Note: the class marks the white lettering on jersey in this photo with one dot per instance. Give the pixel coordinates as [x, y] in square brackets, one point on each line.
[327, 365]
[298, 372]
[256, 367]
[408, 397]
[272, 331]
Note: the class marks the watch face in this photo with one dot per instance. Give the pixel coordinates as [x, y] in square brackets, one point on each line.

· · · · ·

Write out the records above line for line, with every character unchanged.

• **Task answer**
Note: the class marks the white lettering on jersey in this photo with one dot per instance. Give the pixel coordinates as [x, y] in square brackets, one point on each line.
[327, 365]
[298, 372]
[256, 367]
[408, 397]
[272, 331]
Note: the class marks the watch face in this photo with one dot per instance. Give the pixel coordinates as [x, y] in square brackets, one point on each line.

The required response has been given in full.